>> START
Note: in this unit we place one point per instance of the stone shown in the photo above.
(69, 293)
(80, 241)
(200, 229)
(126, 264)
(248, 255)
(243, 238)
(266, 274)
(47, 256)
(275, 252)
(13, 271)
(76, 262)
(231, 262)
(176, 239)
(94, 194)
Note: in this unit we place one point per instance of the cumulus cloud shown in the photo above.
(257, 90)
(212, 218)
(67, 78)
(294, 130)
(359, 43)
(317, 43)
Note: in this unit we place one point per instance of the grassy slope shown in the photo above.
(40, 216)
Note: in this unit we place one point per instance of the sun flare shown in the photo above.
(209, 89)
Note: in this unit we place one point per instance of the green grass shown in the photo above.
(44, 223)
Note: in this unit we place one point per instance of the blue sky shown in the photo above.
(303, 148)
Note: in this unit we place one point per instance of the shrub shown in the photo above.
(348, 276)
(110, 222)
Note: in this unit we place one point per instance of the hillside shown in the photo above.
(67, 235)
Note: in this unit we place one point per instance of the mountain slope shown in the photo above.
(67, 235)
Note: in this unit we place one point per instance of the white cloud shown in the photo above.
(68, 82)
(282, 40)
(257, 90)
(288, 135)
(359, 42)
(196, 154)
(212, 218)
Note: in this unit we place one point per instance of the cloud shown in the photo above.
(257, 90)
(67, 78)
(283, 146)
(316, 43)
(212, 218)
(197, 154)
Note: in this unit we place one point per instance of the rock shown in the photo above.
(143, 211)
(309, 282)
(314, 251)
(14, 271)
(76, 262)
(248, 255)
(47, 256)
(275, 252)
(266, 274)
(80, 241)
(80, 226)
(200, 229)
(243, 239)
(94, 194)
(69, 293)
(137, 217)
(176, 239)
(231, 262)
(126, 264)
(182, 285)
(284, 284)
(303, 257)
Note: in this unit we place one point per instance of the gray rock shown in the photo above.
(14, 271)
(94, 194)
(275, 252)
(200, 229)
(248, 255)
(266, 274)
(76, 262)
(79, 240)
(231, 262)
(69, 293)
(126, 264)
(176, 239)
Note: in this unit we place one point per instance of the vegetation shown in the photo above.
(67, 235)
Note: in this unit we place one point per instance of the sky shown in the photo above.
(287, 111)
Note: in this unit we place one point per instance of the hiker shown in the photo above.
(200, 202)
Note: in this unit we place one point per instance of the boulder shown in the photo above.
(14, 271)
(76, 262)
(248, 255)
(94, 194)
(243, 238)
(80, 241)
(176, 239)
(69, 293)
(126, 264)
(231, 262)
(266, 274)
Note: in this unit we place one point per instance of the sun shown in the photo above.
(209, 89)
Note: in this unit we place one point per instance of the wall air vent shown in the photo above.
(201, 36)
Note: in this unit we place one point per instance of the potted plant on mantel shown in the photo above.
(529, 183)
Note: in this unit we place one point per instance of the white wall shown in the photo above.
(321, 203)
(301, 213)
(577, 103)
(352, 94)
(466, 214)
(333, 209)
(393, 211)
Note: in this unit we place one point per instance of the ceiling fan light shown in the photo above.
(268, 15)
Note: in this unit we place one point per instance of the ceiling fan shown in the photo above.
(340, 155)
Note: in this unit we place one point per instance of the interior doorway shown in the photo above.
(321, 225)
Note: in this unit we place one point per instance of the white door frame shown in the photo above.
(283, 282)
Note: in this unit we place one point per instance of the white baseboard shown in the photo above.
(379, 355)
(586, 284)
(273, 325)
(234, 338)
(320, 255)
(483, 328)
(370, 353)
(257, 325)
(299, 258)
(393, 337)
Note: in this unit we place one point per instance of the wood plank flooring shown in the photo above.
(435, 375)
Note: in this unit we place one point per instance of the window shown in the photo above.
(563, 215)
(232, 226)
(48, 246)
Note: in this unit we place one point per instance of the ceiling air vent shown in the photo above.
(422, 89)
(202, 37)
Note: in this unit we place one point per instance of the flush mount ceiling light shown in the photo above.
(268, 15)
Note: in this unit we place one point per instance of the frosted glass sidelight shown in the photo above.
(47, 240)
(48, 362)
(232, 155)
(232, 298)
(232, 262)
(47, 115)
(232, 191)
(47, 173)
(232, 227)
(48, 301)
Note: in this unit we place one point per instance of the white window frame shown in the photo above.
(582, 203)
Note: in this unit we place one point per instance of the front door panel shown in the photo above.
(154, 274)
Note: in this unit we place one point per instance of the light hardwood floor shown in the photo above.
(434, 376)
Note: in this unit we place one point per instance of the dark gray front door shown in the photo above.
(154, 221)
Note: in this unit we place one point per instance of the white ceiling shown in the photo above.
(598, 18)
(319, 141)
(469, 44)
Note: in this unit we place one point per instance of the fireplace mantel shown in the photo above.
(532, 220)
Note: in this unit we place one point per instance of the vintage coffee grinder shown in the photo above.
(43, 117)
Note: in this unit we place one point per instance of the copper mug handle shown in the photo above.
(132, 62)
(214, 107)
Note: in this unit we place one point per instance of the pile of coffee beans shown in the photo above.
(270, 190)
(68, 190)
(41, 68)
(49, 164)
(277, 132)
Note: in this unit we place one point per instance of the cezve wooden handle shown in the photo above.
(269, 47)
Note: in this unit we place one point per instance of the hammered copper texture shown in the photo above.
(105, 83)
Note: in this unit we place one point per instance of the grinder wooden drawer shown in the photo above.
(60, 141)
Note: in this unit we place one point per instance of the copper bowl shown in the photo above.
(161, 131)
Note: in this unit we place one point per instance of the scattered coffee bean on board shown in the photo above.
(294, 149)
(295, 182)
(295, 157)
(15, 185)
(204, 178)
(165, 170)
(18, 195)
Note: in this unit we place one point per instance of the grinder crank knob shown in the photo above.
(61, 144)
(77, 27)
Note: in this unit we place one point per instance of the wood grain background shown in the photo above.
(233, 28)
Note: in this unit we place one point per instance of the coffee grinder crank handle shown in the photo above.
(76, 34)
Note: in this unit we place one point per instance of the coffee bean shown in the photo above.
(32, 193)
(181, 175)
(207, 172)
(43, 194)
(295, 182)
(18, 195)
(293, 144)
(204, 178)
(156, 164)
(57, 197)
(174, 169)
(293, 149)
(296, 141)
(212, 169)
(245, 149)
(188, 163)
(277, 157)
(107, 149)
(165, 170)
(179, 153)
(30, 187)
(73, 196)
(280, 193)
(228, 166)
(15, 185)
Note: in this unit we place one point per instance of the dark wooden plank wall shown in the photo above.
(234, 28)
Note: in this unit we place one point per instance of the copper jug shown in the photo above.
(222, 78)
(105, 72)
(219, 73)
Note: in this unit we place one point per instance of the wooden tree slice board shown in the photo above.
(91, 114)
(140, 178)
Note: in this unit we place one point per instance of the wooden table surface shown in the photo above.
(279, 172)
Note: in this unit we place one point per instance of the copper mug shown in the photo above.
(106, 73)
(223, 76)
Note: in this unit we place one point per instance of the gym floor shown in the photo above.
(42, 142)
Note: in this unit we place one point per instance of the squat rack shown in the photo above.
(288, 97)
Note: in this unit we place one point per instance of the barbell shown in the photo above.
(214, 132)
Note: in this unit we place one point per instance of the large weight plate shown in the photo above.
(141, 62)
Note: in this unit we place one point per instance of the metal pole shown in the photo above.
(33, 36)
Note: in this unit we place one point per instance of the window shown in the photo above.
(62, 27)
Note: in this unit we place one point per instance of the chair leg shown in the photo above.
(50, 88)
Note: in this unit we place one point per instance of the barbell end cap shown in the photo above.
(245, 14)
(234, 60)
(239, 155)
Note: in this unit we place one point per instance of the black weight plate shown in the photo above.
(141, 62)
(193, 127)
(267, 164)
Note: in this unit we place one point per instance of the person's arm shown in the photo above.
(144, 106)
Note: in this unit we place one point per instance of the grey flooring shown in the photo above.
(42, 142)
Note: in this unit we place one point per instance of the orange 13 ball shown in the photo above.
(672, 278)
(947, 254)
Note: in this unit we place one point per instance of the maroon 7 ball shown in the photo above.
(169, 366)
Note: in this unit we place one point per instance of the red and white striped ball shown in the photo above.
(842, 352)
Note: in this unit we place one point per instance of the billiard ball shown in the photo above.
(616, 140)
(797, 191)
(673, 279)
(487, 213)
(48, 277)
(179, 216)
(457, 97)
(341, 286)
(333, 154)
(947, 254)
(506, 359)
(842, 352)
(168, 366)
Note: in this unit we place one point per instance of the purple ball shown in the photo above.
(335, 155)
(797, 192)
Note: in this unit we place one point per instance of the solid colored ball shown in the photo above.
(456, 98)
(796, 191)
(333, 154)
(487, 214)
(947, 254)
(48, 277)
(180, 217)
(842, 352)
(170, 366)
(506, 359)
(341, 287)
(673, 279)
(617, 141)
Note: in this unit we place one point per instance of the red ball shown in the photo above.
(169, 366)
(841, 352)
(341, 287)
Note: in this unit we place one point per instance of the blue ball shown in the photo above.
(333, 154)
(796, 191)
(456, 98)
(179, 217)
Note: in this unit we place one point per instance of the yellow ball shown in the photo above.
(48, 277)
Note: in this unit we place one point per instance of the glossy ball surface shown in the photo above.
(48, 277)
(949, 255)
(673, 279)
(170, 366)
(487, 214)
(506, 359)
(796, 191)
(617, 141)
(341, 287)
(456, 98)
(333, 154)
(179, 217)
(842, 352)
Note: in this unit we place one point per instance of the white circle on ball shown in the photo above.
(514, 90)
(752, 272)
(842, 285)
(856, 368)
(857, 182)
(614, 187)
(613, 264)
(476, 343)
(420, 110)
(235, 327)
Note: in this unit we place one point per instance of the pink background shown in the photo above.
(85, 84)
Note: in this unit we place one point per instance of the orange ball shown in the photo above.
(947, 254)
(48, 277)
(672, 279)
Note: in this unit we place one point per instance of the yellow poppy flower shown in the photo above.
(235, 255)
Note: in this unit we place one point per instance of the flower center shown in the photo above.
>> END
• **Exercise prompt**
Go back to the data above and please quote exactly, and only, the lines from the line with "colored ball shown in the photo above." through its last line.

• **Answer for the task**
Note: in this unit we place one point per instance of the solid colored ball shown in the photo above.
(456, 98)
(796, 191)
(333, 154)
(487, 214)
(947, 254)
(48, 277)
(180, 217)
(842, 352)
(170, 366)
(506, 359)
(341, 287)
(673, 279)
(617, 141)
Note: in this unit we place one point per instance of the red ball shown in the photo above.
(169, 366)
(841, 352)
(341, 287)
Note: in this unit we place one point per instance of the blue ball shown in the photo above.
(333, 154)
(796, 191)
(456, 98)
(179, 217)
Note: in this unit we place one point per instance of the yellow ball shown in the photo above.
(48, 277)
Note: in this unit we place one point per instance of the glossy ball surface shown in the photo above.
(48, 277)
(949, 255)
(673, 279)
(170, 366)
(487, 214)
(506, 359)
(796, 191)
(617, 141)
(341, 287)
(456, 98)
(333, 154)
(179, 217)
(842, 352)
Note: in this unit we place one point per instance of the white circle on ball shown in the photo above.
(514, 90)
(752, 272)
(842, 285)
(856, 368)
(857, 182)
(614, 187)
(613, 264)
(476, 343)
(420, 110)
(235, 327)
Note: in this unit we place one point per instance of the pink background shown in the photo above.
(85, 84)
Note: in this unit we place one point per instance of the orange ball shown in the photo above.
(947, 254)
(48, 277)
(672, 279)
Note: in this unit we place one point per instance of the yellow poppy flower shown in the photo above.
(235, 255)
Note: in this unit we place one point per instance of the flower center shown in the photo above.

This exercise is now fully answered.